◆ RECORDS TO PROCESS:
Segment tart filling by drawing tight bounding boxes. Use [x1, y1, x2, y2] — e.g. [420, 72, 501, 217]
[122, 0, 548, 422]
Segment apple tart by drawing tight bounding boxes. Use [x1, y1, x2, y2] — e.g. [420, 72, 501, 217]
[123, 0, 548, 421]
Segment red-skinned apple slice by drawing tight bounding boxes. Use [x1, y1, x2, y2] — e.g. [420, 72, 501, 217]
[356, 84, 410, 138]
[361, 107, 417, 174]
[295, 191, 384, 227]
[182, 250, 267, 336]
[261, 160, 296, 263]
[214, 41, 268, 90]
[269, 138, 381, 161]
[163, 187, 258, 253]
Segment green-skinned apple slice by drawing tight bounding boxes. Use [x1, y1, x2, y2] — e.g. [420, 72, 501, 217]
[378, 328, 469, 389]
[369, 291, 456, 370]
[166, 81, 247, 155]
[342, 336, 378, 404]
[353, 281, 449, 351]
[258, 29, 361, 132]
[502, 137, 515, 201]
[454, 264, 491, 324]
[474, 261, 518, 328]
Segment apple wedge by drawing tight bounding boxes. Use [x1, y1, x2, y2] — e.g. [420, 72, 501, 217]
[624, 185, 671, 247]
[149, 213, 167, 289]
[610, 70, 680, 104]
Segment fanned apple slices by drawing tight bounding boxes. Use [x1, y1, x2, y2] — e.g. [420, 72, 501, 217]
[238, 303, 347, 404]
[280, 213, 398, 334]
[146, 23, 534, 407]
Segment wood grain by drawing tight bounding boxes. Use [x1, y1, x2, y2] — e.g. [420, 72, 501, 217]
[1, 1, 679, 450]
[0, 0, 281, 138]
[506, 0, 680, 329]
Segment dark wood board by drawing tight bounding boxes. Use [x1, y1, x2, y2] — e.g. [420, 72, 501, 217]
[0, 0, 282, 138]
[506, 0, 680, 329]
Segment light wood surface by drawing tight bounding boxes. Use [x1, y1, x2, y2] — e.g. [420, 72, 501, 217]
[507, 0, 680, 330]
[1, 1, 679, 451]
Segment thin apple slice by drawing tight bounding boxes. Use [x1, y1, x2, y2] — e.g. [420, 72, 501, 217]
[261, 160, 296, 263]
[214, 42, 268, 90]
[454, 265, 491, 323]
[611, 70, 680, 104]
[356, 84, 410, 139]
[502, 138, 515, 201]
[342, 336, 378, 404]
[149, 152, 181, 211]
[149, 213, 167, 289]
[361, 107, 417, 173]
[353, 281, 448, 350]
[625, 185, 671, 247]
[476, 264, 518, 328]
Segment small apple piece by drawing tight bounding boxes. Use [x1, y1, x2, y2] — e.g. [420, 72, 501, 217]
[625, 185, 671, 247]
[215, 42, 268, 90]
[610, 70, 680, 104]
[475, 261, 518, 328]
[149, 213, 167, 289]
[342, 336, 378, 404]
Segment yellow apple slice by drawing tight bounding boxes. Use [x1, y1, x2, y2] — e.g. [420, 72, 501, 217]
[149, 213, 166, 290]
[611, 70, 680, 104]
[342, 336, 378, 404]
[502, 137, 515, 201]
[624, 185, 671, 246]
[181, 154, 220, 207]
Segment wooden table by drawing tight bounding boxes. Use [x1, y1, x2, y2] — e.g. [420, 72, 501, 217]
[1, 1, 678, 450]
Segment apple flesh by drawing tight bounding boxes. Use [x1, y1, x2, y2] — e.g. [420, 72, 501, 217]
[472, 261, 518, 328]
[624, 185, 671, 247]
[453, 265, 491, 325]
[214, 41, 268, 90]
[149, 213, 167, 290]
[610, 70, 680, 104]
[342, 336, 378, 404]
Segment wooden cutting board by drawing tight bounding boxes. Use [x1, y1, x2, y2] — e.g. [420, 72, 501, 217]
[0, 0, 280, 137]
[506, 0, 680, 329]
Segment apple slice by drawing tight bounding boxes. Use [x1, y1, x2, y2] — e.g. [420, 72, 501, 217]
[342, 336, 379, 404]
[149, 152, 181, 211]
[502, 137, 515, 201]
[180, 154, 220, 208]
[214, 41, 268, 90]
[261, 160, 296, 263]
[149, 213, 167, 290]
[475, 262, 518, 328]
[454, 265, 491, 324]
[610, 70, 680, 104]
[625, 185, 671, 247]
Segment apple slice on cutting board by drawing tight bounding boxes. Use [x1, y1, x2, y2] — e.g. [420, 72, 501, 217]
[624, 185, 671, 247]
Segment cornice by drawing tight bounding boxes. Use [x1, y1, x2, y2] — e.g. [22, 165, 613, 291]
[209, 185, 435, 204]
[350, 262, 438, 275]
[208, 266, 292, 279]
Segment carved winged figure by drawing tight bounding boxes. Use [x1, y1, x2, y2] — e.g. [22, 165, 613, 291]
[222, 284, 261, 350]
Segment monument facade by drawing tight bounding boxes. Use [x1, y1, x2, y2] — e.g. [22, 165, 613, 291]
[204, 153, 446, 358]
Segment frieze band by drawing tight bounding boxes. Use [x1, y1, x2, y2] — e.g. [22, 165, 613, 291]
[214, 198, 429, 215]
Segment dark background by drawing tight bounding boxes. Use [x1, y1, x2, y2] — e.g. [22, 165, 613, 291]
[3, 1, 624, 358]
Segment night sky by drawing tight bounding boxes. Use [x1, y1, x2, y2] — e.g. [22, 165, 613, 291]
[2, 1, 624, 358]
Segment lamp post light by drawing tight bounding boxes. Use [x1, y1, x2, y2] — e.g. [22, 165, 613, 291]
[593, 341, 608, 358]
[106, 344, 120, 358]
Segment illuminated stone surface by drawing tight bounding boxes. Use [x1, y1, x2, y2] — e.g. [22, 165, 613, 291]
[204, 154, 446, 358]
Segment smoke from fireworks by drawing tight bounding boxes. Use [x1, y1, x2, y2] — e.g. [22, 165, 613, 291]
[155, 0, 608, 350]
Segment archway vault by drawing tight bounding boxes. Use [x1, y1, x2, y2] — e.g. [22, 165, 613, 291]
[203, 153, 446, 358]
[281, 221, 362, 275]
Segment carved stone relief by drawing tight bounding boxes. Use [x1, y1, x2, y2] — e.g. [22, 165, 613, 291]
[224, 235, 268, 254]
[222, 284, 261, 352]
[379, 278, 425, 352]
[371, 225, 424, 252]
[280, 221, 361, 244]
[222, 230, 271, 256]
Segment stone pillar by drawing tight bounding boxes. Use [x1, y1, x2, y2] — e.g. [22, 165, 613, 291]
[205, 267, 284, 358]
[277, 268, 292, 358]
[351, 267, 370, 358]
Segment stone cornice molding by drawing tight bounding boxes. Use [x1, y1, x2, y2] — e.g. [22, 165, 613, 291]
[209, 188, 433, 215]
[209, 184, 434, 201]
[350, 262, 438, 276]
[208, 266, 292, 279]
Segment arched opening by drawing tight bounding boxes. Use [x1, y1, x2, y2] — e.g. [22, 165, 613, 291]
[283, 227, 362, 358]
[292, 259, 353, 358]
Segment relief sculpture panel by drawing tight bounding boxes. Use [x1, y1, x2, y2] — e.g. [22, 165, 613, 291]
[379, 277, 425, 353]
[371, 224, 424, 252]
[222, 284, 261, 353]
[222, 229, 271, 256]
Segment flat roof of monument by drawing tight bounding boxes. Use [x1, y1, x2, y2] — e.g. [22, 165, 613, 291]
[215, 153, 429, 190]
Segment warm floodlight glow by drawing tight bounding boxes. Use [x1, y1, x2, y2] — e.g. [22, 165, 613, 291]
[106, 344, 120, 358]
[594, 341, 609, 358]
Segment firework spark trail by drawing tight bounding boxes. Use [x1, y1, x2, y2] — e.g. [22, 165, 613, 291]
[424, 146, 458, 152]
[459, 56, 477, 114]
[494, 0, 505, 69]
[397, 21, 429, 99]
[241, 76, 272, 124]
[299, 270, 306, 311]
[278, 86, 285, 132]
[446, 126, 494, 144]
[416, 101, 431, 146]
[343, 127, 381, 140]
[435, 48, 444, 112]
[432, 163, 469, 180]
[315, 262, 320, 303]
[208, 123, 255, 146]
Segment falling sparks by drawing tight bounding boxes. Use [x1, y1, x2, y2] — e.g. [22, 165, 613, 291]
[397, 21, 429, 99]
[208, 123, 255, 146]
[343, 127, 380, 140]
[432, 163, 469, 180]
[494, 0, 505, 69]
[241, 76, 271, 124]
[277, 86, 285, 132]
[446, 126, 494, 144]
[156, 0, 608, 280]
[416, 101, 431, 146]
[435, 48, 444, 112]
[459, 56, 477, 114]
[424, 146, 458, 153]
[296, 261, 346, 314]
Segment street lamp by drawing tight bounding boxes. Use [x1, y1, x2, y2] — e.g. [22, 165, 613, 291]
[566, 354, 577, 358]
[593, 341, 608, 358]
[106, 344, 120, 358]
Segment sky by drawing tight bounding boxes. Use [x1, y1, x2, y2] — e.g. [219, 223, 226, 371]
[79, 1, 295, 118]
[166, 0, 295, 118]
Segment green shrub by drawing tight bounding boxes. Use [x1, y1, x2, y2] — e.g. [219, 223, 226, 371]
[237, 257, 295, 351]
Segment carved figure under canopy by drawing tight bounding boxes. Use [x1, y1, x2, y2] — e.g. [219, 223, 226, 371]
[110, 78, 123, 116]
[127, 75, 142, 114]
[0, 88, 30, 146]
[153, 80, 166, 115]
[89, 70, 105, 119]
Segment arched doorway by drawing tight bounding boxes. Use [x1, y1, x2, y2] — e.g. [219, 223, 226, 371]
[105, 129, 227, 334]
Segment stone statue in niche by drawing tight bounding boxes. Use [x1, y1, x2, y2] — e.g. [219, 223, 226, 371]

◆ WHAT YOU HAVE TO DO:
Write out the lines above, starting at the line that contains "Segment arched doorway" and ending with the final line, and nothing else; copy them exactly.

◆ REPLY:
Segment arched doorway by drawing tight bounding boxes. Use [x1, y1, x2, y2] — e.g. [219, 223, 226, 371]
[105, 129, 227, 334]
Segment stone statue in niche by drawing tight bounding boxes. Use [x1, y1, x2, y2] — e.g. [219, 223, 226, 371]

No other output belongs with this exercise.